[[ DOCUMENT TEXT open ]]

The Gallant Old Republic wrote:Feudalism never existed, academics never use the word any more as it is seen as a false concept.

What the hell did I just read...

I have never met any historian in the world that did say feudalism never existed and in contrary I know personally historians who focus greatly on medieval ages and thus talk a lot about feudalism...

The united states of western korea wrote:Garbage and spam

Don't do that... Please someone suppress this...

La france bonapartiste

Culture of Life wrote:Anarcho-monarchism is a hypothetical system of government where a monarch would preside over a night-watchman state.

So it's like feudalism but without intermediate nobility. The night-watchman thing sounds like how towns were organized in the Middle Ages.

The Gallant Old Republic wrote:Feudalism never existed, academics never use the word any more as it is seen as a false concept.

I know for a fact I can go to the nearest bookstore and probably find the word feudalism in every book on the Middle Ages. Now, there may be some revisionist debate that "feudalism" has been given more emphasis than it deserves, as historians always love to reinvent the wheel these days, but I would need to see a source that proves there's any kind of consensus on that fact.

Under ledzia

Horatius Cocles wrote:I also have poll authority. I can make the poll after the current one ends. And the answer for me is number 3.

I already did put a poll up and I tried making answers less specyfic so we won't need a huge RMB flood with explanations...

La france bonapartiste

[Edit: 1-in-10] babies aborted in Ireland in first year after repeal of the Eighth Amendment. 6,666 in total, per data from the Department of Health.

[[ DOCUMENT TEXT closed ]]

WHAT YOU NEED TO DO:
**A)** How does the forum thread describe anarcho-monarchism?
**B)** Say whether each statement agrees with the forum thread, and quote the words that decide it.
(i) One poster expects to find the word feudalism in nearly every book on the Middle Ages at a nearby bookstore.
(ii) Horatius Cocles says he has no poll authority.
(iii) The total number of abortions given for Ireland in the first year after repeal is 6,666.
The listing that follows has no connection to the forum thread.

[[ COLLECTED DATA open ]]

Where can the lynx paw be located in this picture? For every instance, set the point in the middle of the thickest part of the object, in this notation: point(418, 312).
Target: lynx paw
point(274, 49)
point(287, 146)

[[ COLLECTED DATA closed ]]

ANSWERS BY ITEM NUMBER:
**A)** As a hypothetical system of government where a monarch would preside over a night-watchman state.

**B)**
(i) Yes: "I can go to the nearest bookstore and probably find the word feudalism in every book on the Middle Ages"
(ii) No: "I also have poll authority."
(iii) Yes: "6,666 in total"